Protein-coding gene in the species Homo sapiens

Histone H1.2 is a protein that in humans is encoded by the HIST1H1C gene.

Histones are basic nuclear proteins responsible for nucleosome structure of the chromosomal fiber in eukaryotes. Two molecules of each of the four core histones (H2A, H2B, H3, and H4) form an octamer, around which approximately 146 bp of DNA is wrapped in repeating units, called nucleosomes. The linker histone, H1, interacts with linker DNA between nucleosomes and functions in the compaction of chromatin into higher order structures. This gene is intronless and encodes a member of the histone H1 family. Transcripts from this gene lack polyA tails but instead contain a palindromic termination element. This gene is found in the large histone gene cluster on chromosome 6.

Apart from its roles in the nucleus, histone H1.2 also participates in apoptosis. In response to apoptotic stimuli, mainly DNA damage, it is translocated from the nucleus to the cytosol. There, it activates Bak, a pro-apoptotic protein bound to the mithochondria outer membrane (MOM). Activation of Bak causes the perforation of the mitochondria, a process known as MOMP (mitochondria outer membrane permeabilization) which promotes apoptosis. Histone H1.2 also forms a complex with the apoptosome, possibly regulating its formation.

(Stored data entries)
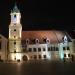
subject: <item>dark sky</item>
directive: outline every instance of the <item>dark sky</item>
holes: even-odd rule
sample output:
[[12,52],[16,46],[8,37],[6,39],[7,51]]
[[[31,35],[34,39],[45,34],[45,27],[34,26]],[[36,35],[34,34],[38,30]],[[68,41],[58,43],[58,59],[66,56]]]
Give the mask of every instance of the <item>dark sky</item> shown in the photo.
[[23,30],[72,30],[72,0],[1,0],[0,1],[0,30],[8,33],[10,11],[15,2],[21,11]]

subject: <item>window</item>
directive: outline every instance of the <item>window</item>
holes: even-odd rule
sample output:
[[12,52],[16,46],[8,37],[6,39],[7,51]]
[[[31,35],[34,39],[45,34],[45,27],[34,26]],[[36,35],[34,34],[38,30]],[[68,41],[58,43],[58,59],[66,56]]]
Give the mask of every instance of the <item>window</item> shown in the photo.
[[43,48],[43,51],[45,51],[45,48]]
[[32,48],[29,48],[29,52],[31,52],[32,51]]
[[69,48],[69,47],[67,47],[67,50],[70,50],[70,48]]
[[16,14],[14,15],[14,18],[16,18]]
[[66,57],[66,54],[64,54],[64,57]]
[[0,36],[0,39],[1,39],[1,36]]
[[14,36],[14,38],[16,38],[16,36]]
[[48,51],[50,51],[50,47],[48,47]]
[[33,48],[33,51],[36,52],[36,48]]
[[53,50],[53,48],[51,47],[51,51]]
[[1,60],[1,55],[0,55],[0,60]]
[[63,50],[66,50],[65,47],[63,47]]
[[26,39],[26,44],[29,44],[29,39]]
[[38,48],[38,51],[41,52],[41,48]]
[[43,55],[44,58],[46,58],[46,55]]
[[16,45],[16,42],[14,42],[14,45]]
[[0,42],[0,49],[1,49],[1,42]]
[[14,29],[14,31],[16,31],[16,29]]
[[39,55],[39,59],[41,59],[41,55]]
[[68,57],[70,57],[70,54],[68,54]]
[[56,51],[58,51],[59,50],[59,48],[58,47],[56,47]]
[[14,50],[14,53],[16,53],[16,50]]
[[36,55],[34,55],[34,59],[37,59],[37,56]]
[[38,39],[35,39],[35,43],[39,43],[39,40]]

(Work order 1):
Please duplicate the stretch of the histone H1.2 passage from "Apart from its" through "regulating its formation.".
(Work order 2):
Decide whether each statement agrees with the histone H1.2 passage. For each, answer yes or no and quote the deciding words.
(a) Transcripts from the HIST1H1C gene have polyA tails.
(b) The HIST1H1C gene lies on chromosome 6.
(c) Histone H1.2 moves from the nucleus to the cytosol in response to apoptotic stimuli.
(Work order 3):
According to the histone H1.2 passage, about how many base pairs of DNA wrap around the histone octamer?

(Task response 1):
Apart from its roles in the nucleus, histone H1.2 also participates in apoptosis. In response to apoptotic stimuli, mainly DNA damage, it is translocated from the nucleus to the cytosol. There, it activates Bak, a pro-apoptotic protein bound to the mithochondria outer membrane (MOM). Activation of Bak causes the perforation of the mitochondria, a process known as MOMP (mitochondria outer membrane permeabilization) which promotes apoptosis. Histone H1.2 also forms a complex with the apoptosome, possibly regulating its formation.

(Task response 2):
(a) No: "Transcripts from this gene lack polyA tails but instead contain a palindromic termination element."
(b) Yes: "This gene is found in the large histone gene cluster on chromosome 6."
(c) Yes: "In response to apoptotic stimuli, mainly DNA damage, it is translocated from the nucleus to the cytosol."

(Task response 3):
Approximately 146 bp.